DATA EXTRACTS:
_ _ _ _ _

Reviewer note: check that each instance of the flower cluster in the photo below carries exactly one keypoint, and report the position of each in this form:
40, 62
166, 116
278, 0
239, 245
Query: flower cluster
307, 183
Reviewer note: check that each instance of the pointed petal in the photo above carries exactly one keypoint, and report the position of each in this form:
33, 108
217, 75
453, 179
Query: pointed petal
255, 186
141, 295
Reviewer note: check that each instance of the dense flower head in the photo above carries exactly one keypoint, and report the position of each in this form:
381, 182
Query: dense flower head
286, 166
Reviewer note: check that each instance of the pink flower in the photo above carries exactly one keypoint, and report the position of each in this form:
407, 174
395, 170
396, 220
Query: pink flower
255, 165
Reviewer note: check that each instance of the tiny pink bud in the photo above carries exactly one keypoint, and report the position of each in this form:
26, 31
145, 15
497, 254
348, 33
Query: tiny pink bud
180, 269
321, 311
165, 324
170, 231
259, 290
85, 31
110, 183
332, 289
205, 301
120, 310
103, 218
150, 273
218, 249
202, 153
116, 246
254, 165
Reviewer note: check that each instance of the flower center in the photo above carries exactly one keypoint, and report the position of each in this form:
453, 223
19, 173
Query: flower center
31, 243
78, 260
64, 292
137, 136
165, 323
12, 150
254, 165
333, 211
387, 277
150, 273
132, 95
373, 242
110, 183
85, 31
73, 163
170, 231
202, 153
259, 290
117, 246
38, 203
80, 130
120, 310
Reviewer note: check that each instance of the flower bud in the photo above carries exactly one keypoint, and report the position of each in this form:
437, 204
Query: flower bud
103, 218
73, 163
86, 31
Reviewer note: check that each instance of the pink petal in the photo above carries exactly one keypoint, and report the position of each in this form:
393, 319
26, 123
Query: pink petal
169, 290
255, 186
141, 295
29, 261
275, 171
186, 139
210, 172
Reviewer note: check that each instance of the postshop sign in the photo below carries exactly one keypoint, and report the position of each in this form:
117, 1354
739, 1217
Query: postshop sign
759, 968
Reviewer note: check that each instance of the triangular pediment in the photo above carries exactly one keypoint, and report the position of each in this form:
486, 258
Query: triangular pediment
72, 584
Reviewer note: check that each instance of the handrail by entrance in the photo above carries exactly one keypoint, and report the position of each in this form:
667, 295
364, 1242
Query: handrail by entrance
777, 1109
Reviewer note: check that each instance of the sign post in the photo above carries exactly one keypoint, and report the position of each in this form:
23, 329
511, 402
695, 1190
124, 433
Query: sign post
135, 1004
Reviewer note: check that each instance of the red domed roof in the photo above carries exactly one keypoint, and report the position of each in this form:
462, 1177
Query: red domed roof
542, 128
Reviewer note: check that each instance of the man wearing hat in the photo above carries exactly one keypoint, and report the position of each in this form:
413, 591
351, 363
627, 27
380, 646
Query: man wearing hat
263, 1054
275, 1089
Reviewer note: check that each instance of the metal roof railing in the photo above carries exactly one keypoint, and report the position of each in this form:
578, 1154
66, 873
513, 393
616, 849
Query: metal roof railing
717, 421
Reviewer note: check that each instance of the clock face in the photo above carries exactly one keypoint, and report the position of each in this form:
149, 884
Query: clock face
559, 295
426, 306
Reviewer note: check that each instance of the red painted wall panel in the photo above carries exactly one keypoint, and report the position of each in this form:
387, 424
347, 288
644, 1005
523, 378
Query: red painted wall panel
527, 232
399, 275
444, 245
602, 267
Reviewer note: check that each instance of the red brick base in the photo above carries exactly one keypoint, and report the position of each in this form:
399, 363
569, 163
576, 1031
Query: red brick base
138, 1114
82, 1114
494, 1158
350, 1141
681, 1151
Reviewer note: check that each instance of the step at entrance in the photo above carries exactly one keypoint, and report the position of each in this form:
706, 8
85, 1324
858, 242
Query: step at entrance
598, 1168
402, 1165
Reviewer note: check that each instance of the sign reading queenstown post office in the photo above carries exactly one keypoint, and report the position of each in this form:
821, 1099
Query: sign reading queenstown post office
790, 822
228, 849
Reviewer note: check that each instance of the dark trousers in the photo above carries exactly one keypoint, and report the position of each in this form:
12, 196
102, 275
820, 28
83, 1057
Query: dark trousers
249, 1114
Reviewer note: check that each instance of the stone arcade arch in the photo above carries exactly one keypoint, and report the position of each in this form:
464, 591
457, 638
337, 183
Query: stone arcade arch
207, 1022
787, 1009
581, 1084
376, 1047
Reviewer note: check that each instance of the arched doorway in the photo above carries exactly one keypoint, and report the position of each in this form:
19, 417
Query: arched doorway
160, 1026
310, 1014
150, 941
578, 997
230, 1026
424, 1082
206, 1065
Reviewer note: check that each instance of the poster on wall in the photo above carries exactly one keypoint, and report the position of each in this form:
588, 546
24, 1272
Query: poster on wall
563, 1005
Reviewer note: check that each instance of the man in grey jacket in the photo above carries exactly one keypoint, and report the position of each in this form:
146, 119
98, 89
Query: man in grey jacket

_ _ _ _ _

YOUR TASK:
Where a line above holds the string "grey", copy that line.

THE COMPLETED TASK:
Reviewer note: check that each instance of the man in grey jacket in the photo above carries exactly one keypoint, and report the position of each in this form:
Query: man in grey jacket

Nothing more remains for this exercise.